● **YOUR INSTRUCTIONS**
Rewrite the data below, replacing every "rope" with "cord" and keeping everything else the same.

● **DATA EXCERPTS**

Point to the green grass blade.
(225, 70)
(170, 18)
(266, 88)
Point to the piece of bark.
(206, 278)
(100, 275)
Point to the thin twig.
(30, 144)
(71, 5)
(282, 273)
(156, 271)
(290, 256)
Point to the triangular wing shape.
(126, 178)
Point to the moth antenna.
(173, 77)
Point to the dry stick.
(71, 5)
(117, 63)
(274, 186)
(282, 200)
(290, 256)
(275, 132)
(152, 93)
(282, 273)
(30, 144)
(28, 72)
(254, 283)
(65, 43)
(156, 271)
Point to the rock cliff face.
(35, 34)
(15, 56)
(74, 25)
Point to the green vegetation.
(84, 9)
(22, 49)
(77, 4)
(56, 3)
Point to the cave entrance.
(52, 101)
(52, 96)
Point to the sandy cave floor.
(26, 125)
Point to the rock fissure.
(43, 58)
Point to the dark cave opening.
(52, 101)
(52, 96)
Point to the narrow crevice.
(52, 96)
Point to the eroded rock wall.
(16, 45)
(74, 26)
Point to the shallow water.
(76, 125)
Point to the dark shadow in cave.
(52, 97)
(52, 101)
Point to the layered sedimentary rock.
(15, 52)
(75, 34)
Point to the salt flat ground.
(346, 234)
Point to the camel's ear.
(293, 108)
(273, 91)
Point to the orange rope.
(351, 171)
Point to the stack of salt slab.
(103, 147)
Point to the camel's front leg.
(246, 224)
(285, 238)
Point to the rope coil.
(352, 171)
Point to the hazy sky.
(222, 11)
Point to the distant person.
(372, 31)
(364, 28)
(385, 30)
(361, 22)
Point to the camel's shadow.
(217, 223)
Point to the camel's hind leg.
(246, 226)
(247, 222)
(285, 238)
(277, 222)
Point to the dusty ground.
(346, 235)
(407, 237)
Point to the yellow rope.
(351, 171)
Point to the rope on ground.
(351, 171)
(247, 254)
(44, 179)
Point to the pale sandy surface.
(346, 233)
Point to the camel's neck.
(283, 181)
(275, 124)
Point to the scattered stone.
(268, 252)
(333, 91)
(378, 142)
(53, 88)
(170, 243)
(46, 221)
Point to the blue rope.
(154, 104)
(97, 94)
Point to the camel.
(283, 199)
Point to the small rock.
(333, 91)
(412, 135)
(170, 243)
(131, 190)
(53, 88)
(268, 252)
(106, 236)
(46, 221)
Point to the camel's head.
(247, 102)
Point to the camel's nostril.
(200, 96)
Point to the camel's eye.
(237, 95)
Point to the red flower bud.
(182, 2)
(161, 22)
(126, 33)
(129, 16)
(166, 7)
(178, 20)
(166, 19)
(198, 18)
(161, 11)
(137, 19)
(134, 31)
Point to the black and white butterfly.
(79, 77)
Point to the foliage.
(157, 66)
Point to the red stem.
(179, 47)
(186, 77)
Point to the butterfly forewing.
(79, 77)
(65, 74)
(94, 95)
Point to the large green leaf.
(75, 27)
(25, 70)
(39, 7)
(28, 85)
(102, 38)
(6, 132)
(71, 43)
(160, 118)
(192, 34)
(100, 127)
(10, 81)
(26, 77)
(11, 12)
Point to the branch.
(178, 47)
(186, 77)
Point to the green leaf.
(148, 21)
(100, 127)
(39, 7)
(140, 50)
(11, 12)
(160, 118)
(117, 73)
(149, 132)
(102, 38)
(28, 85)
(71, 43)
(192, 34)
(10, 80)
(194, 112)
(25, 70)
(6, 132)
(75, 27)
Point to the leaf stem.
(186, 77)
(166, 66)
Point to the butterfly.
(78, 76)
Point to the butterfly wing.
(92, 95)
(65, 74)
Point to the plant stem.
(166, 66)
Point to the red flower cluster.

● **OUTPUT**
Point to the green grass blade.
(225, 70)
(170, 18)
(266, 88)
Point to the piece of bark.
(206, 278)
(100, 275)
Point to the thin twig.
(30, 144)
(71, 5)
(282, 273)
(156, 271)
(290, 256)
Point to the triangular wing shape.
(126, 178)
Point to the moth antenna.
(173, 77)
Point to the dry stick.
(71, 5)
(117, 63)
(274, 186)
(282, 200)
(290, 256)
(275, 132)
(152, 93)
(282, 273)
(30, 144)
(28, 72)
(254, 283)
(65, 43)
(156, 271)
Point to the rock cliff face.
(35, 34)
(15, 56)
(74, 25)
Point to the green vegetation.
(84, 9)
(22, 49)
(77, 4)
(56, 3)
Point to the cave entrance.
(52, 101)
(52, 96)
Point to the sandy cave floor.
(26, 125)
Point to the rock fissure.
(43, 58)
Point to the dark cave opening.
(52, 101)
(52, 96)
Point to the narrow crevice.
(52, 96)
Point to the eroded rock wall.
(16, 45)
(74, 26)
Point to the shallow water.
(76, 125)
Point to the dark shadow in cave.
(52, 97)
(52, 101)
Point to the layered sedimentary rock.
(15, 52)
(75, 34)
Point to the salt flat ground.
(346, 234)
Point to the camel's ear.
(293, 108)
(273, 91)
Point to the orange cord.
(351, 171)
Point to the stack of salt slab.
(103, 147)
Point to the camel's front leg.
(246, 224)
(285, 238)
Point to the cord coil.
(352, 171)
Point to the hazy sky.
(222, 11)
Point to the distant person.
(372, 31)
(364, 28)
(385, 30)
(361, 22)
Point to the camel's shadow.
(217, 223)
Point to the camel's hind leg.
(246, 226)
(247, 222)
(285, 238)
(277, 222)
Point to the dusty ground.
(346, 235)
(407, 237)
Point to the yellow cord.
(351, 171)
Point to the cord on ground.
(351, 171)
(247, 254)
(44, 179)
Point to the pale sandy surface.
(346, 233)
Point to the camel's neck.
(283, 181)
(275, 124)
Point to the scattered stone.
(268, 252)
(333, 91)
(378, 142)
(53, 88)
(170, 243)
(46, 221)
Point to the blue cord.
(154, 104)
(97, 94)
Point to the camel.
(283, 199)
Point to the small rock.
(333, 91)
(412, 135)
(170, 243)
(131, 190)
(53, 88)
(268, 252)
(106, 236)
(46, 221)
Point to the camel's head.
(247, 102)
Point to the camel's nostril.
(200, 96)
Point to the camel's eye.
(237, 95)
Point to the red flower bud.
(182, 2)
(161, 22)
(126, 33)
(129, 16)
(166, 7)
(178, 20)
(166, 19)
(198, 18)
(161, 11)
(137, 19)
(134, 31)
Point to the black and white butterfly.
(79, 77)
Point to the foliage.
(157, 66)
Point to the red stem.
(179, 47)
(186, 77)
Point to the butterfly forewing.
(79, 77)
(65, 74)
(94, 95)
Point to the large green leaf.
(75, 27)
(25, 70)
(39, 7)
(28, 85)
(102, 38)
(6, 132)
(71, 43)
(160, 118)
(192, 34)
(100, 127)
(10, 81)
(26, 77)
(11, 12)
Point to the branch.
(178, 47)
(186, 77)
Point to the green leaf.
(148, 21)
(100, 127)
(39, 7)
(140, 50)
(11, 12)
(160, 118)
(117, 73)
(149, 132)
(102, 38)
(28, 85)
(71, 43)
(192, 34)
(10, 80)
(194, 112)
(25, 70)
(6, 132)
(75, 27)
Point to the leaf stem.
(186, 77)
(166, 66)
Point to the butterfly.
(78, 76)
Point to the butterfly wing.
(92, 95)
(65, 74)
Point to the plant stem.
(166, 66)
Point to the red flower cluster.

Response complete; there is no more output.